● **ОТЗЫВ О РОМАНЕ**:
————————

Ты видишь всё. Но близостью конца Теснее наши связаны сердца. Шекспир
Мне кажется, слова одного Уильяма очень точно передают таинственную связь, которая возникает между читателем и другим Уильямом к концу романа. Если попытаться подобрать ёмкое название этим чувствам, то, наверное, первым в голову придёт слово «любовь». Но мне больше подходит «дружба», этим словом и воспользуюсь, чтобы описать впечатления от книги. С Уильямом Стоунером я подружилась благодаря Дейву Мастерсу и первым главам романа. Как и Стоунер, я до самого конца скучала по Мастерсу, и печально было сознавать, как рано он оставил сюжет и жизнь. Автор сделал этого персонажа самым проницательным, самым очаровательным — и самым обречённым, поэтому я бы удивилась, если бы Дейв сумел дожить до конца книги. Но кроме призрачных уз дружбы, которыми Мастерс должен связывать Стоунера и Финча, их третьего приятеля, до конца их жизней, этот герой выполняет и ещё одну немаловажную функцию — пророческую. В первой трети книги, во время так называемого «разоблачения», Мастерс дал Стоунеру определение, которое потом не раз вспоминалось мне, когда со Стоунером что-нибудь случалось. Друг называл главного героя мечтателем, а незадолго до смерти и Стоунер, как бы подытоживая, задавал себе риторический вопрос: «А чего ты ждал?» Слова другие, но смысл тот же.
Мастерс был прекрасен, хотя и покинул сцену слишком быстро. Не скажу, что сама я — образцовый друг для Стоунера: выслушивала — неохотно, в сердце пускала — медленно, не все чувства могла понять и разделить. Полагаю, каждый книголюб может узнать в Стоунере себя и — за знакомые черты и общую увлечённость литературой — может полюбить заглавного героя. И вроде бы я в этом отношении — как все, но почему-то мне в романе понравилось совершенно иное. Только после размеренного начала, где Стоунер развивался из «простодушного сына земли» в мыслящего и остро чувствующего чтеца, в неприспособленного мечтателя, только после «разоблачения», когда Мастерс доказывал себе и друзьям, что большой мир погубил бы и их, и им подобных, и лишь в стенах кампуса они могут спастись, — только после этого я привязалась к Стоунеру. Он учился мыслить, познавал себя, сперва — под влиянием случайных внешних факторов, потом осознанно. Под патронажем Арчера Слоуна, своего университетского наставника, принимал важные решения, за которые потом готов был нести ответственность до конца жизни. Всё-таки Уильям Стоунер был удивительным человеком. Или персонажем. Но оставшуюся часть (начиная знакомством с будущей женой и заканчивая праздничным вечером в честь получения профессорского звания десятки лет спустя) я заставляла себя читать роман единственно во имя обретённой привязанности (и из любви к закрытым гештальтам, разумеется). Говорить, что книга понравилась, было бы не совсем верно. Привязанность, мучительная дружеская привязанность заставляет меня высоко оценивать этот роман. Потому что после смерти Дейва — смерти не как события, изменившего жизнь главного героя, а как точки отсчёта нового периода в сюжете, — с Уильямом случалось только плохое. На мой взгляд, плохое. Может, и не плохое (жизнь это жизнь, и было бы неразумно делить в ней всё на чёрное и белое), но уж всяко точно мучительное и разбивающее сердце всем друзьям Стоунера. Мне, например. А если и происходило что-то хорошее, светлое, несущее счастье, то в итоге оно оборачивалось ещё большей печалью.

————————

● **ИЗВЛЕЧЁННЫЕ ПОЗИЦИИ**:
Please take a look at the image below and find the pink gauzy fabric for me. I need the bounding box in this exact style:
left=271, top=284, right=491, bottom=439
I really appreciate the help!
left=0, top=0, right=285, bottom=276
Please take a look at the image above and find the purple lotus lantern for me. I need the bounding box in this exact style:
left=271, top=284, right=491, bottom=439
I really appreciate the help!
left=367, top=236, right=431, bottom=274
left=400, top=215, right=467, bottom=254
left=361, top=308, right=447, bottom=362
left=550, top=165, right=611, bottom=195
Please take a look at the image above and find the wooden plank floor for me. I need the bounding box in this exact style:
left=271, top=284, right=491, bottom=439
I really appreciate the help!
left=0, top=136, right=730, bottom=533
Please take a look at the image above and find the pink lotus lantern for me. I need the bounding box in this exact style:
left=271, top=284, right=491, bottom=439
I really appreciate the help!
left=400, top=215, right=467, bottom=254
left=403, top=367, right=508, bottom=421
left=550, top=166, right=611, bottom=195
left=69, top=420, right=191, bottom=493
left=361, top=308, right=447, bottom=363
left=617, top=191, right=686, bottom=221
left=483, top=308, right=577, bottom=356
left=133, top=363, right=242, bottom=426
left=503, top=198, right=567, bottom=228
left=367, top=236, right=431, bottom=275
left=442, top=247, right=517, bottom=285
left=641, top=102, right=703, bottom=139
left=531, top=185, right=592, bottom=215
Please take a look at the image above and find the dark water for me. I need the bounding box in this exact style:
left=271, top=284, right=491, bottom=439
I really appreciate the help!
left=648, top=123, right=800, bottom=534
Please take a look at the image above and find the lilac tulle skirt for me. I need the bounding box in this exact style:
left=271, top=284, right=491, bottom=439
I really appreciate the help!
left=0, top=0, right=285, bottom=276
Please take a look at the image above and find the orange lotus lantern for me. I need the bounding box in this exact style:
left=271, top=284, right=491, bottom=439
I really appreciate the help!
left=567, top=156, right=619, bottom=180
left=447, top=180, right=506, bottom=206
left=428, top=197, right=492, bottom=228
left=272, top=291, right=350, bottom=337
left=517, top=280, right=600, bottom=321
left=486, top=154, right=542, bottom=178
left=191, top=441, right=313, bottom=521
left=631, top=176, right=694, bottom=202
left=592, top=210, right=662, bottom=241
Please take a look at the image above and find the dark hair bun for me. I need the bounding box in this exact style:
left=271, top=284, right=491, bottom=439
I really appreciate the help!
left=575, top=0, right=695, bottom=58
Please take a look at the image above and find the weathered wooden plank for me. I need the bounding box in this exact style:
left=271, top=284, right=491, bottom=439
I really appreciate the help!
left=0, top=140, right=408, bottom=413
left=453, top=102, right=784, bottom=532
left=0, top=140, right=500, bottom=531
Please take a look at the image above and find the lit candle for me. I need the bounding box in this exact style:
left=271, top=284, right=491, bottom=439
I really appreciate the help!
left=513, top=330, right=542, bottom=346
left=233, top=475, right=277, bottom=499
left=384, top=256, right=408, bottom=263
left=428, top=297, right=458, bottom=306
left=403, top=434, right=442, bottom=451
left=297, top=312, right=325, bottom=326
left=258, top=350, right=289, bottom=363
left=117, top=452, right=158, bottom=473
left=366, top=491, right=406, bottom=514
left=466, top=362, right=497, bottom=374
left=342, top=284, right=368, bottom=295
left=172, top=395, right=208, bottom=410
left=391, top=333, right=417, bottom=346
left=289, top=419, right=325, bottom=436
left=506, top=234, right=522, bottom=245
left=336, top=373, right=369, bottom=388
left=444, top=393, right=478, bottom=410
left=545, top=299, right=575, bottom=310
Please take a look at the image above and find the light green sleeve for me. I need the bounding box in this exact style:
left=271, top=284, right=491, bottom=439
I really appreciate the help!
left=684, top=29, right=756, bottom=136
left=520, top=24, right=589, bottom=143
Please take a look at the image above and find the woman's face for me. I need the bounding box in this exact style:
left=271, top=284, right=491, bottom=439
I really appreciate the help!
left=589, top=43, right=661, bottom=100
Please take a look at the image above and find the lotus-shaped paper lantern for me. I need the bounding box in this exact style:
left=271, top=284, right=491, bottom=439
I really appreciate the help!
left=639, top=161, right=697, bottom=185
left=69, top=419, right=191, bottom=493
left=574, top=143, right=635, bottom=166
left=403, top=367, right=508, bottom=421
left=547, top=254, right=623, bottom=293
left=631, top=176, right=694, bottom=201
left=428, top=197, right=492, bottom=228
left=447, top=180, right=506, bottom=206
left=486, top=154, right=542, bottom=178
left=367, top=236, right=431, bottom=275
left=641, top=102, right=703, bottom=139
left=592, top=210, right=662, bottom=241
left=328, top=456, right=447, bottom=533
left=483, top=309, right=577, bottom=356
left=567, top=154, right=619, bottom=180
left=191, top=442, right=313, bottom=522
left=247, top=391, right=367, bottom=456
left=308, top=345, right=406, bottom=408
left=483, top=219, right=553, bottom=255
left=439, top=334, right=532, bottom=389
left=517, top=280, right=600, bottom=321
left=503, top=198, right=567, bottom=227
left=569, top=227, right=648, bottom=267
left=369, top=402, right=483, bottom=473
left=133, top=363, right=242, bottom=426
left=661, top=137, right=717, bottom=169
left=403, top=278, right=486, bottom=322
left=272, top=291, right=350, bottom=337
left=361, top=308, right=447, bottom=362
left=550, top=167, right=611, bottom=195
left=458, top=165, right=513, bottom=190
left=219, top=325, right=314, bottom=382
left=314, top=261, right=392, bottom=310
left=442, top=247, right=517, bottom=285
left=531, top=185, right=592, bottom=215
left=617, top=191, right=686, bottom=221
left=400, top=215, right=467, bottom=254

————————

● **УСЛОВИЕ ЗАДАНИЯ**:
Дайте ответы на вопросы по отзыву о романе:
1. Кем Мастерс называл главного героя?
2. Кто был университетским наставником Стоунера?
3. Как зовут третьего приятеля Стоунера и Мастерса?
Позиции никак не связаны с отзывом о романе.

● **РЕШЕНИЕ ЗАДАНИЯ**:
1. Мечтателем.
2. Арчер Слоун.
3. Финч.